**Exercise brief:** Render each line of the entries below as a Markdown table with the columns Row and Entry line, numbering the rows and leaving out blank lines.
★ ★ ★ ★
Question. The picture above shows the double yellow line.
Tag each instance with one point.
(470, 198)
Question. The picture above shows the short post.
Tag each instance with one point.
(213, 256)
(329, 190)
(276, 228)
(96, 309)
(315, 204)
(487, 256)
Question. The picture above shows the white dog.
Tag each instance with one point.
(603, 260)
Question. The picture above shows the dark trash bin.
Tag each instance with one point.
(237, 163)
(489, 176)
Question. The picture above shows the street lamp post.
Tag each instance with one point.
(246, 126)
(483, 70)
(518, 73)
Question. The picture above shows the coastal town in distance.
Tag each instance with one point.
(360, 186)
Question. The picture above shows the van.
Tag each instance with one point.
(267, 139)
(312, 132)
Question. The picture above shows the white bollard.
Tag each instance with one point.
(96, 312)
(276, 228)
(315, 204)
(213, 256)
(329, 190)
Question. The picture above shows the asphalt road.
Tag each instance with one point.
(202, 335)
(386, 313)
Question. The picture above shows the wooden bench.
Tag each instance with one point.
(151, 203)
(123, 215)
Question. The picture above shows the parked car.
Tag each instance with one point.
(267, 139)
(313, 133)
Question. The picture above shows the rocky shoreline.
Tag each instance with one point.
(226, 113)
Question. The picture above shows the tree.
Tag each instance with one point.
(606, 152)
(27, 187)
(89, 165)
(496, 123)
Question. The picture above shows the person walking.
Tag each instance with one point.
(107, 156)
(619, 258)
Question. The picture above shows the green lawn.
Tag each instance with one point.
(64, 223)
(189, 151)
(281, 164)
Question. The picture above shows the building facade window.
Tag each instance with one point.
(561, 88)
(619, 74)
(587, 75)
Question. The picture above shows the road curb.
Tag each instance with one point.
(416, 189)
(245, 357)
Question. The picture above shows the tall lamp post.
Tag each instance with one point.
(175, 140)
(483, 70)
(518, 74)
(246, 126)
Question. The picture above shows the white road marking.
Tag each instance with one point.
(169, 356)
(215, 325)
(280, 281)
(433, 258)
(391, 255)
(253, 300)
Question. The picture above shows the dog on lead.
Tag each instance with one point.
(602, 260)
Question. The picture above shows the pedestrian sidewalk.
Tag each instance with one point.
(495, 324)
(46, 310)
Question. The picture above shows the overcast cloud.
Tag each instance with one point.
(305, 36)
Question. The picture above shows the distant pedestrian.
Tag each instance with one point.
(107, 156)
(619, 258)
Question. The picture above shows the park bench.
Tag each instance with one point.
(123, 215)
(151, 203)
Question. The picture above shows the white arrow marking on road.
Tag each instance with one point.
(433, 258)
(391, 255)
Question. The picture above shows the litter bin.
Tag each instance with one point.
★ ★ ★ ★
**Reply to the task:**
| Row | Entry line |
|---|---|
| 1 | Question. The picture above shows the double yellow line. |
| 2 | Tag each instance with one point. |
| 3 | (470, 198) |
| 4 | Question. The picture above shows the short post. |
| 5 | Tag each instance with one point. |
| 6 | (213, 256) |
| 7 | (329, 190) |
| 8 | (276, 228) |
| 9 | (96, 309) |
| 10 | (315, 204) |
| 11 | (487, 256) |
| 12 | Question. The picture above shows the white dog. |
| 13 | Tag each instance with one point. |
| 14 | (603, 260) |
| 15 | Question. The picture above shows the dark trash bin. |
| 16 | Tag each instance with one point. |
| 17 | (237, 163) |
| 18 | (489, 176) |
| 19 | Question. The picture above shows the street lamp post. |
| 20 | Tag each instance with one point. |
| 21 | (246, 126) |
| 22 | (483, 70) |
| 23 | (518, 73) |
| 24 | Question. The picture above shows the coastal town in distance. |
| 25 | Tag each instance with one point. |
| 26 | (360, 186) |
| 27 | Question. The picture above shows the van. |
| 28 | Tag each instance with one point. |
| 29 | (267, 139) |
| 30 | (312, 132) |
| 31 | Question. The picture above shows the white bollard. |
| 32 | Tag each instance with one point. |
| 33 | (96, 312) |
| 34 | (276, 228) |
| 35 | (315, 204) |
| 36 | (213, 256) |
| 37 | (329, 190) |
| 38 | Question. The picture above shows the asphalt road. |
| 39 | Tag each instance with one point. |
| 40 | (202, 335) |
| 41 | (386, 313) |
| 42 | Question. The picture above shows the wooden bench. |
| 43 | Tag each instance with one point. |
| 44 | (151, 203) |
| 45 | (123, 215) |
| 46 | Question. The picture above shows the parked car. |
| 47 | Tag each instance with one point. |
| 48 | (267, 139) |
| 49 | (313, 133) |
| 50 | Question. The picture above shows the rocky shoreline. |
| 51 | Tag each instance with one point. |
| 52 | (226, 113) |
| 53 | Question. The picture above shows the tree. |
| 54 | Tag each instance with one point. |
| 55 | (606, 152) |
| 56 | (27, 187) |
| 57 | (89, 165) |
| 58 | (496, 123) |
| 59 | Question. The picture above shows the person walking. |
| 60 | Tag each instance with one point. |
| 61 | (107, 156) |
| 62 | (619, 258) |
| 63 | Question. The picture above shows the green lawn. |
| 64 | Tag each instance with one point. |
| 65 | (64, 223) |
| 66 | (189, 151) |
| 67 | (281, 164) |
| 68 | Question. The picture above shows the building facade window. |
| 69 | Tag each instance with one point. |
| 70 | (561, 88) |
| 71 | (619, 74) |
| 72 | (587, 75) |
| 73 | Question. The picture above shows the road curb. |
| 74 | Tag each instance with one point. |
| 75 | (416, 189) |
| 76 | (245, 357) |
| 77 | Question. The picture above shows the tall lamp post. |
| 78 | Tag each instance with one point. |
| 79 | (175, 140) |
| 80 | (483, 70) |
| 81 | (518, 74) |
| 82 | (246, 126) |
| 83 | Question. The picture above shows the white road marking. |
| 84 | Tag each instance with one point. |
| 85 | (169, 356) |
| 86 | (215, 325) |
| 87 | (280, 281) |
| 88 | (433, 258) |
| 89 | (391, 255) |
| 90 | (253, 300) |
| 91 | Question. The picture above shows the dog on lead. |
| 92 | Tag each instance with one point. |
| 93 | (602, 260) |
| 94 | Question. The picture above shows the pedestrian sidewalk. |
| 95 | Tag each instance with one point. |
| 96 | (495, 324) |
| 97 | (46, 310) |
| 98 | Question. The picture above shows the overcast cloud. |
| 99 | Tag each instance with one point. |
| 100 | (305, 36) |
| 101 | Question. The picture above shows the distant pedestrian. |
| 102 | Tag each instance with one point. |
| 103 | (107, 156) |
| 104 | (619, 258) |
| 105 | Question. The picture above shows the park bench. |
| 106 | Tag each instance with one point. |
| 107 | (123, 215) |
| 108 | (151, 203) |
| 109 | Question. The picture above shows the white arrow marking on road. |
| 110 | Tag each instance with one point. |
| 111 | (433, 258) |
| 112 | (391, 255) |
| 113 | Question. The picture above shows the litter bin. |
| 114 | Tag each instance with one point. |